**OBJECTIVE:**
From the ELI Calculator textbook excerpt below, reproduce word for word the passage starting with "29 November 2018" and going on through "Firefox from Mozilla.".

**TEXT PROVIDED:**
+-------+

29 November 2018
Browser Advisory: The HTML version of this textbook requires a browser that supports the display of MathML. A good choice as of November 2018 is a recent version of Firefox from Mozilla.
TODO: Check introduction, what next, acknowledgements, references, and terms once ELI Calculator chapters are complete.
The previous chapter introduced formal concepts related to concrete syntax and gave two different concrete syntaxes for the ELI Calculator language.
This chapter introduces the concepts related to abstract syntax and language semantics. It encodes the essential structure of any ELI Calculator expression as a Haskell algebraic data type and defines the semantics operationally using a Haskell evaluation function. The abstract syntax also enables the expression to be transformed in various ways, such as converting it to a simpler expression while maintaining an equivalent value.

+-------+

**DATASET CONTENT:**
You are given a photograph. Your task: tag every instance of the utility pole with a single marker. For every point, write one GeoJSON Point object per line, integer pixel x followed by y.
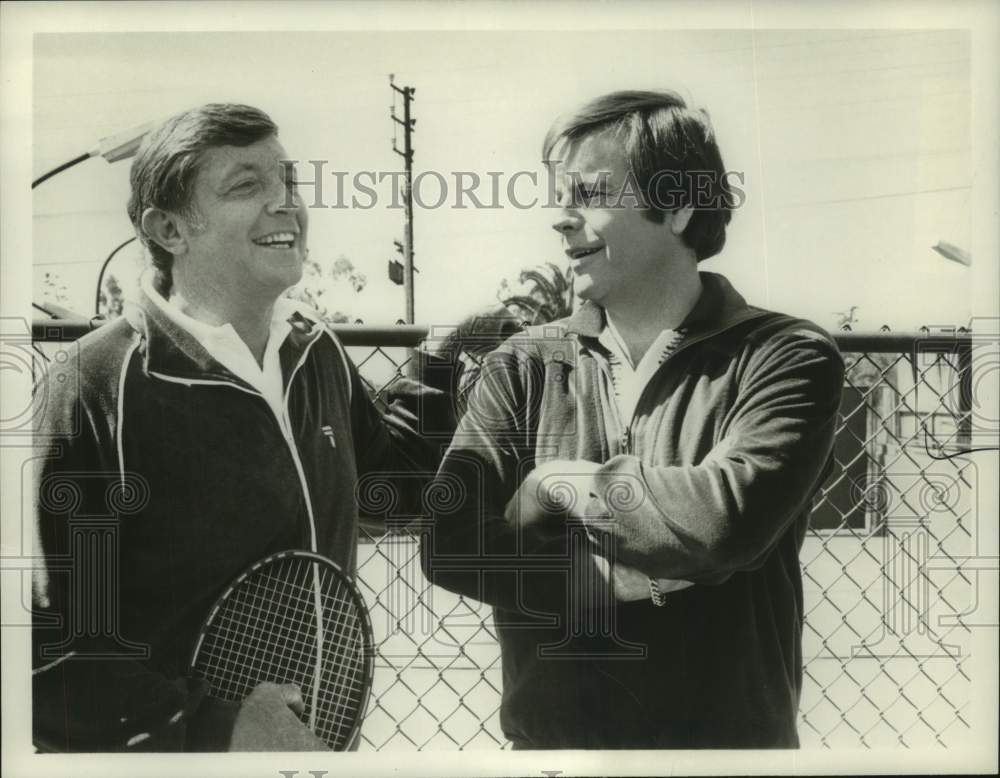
{"type": "Point", "coordinates": [408, 124]}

+-------+

**RESPONSE TO THE EXERCISE:**
29 November 2018
Browser Advisory: The HTML version of this textbook requires a browser that supports the display of MathML. A good choice as of November 2018 is a recent version of Firefox from Mozilla.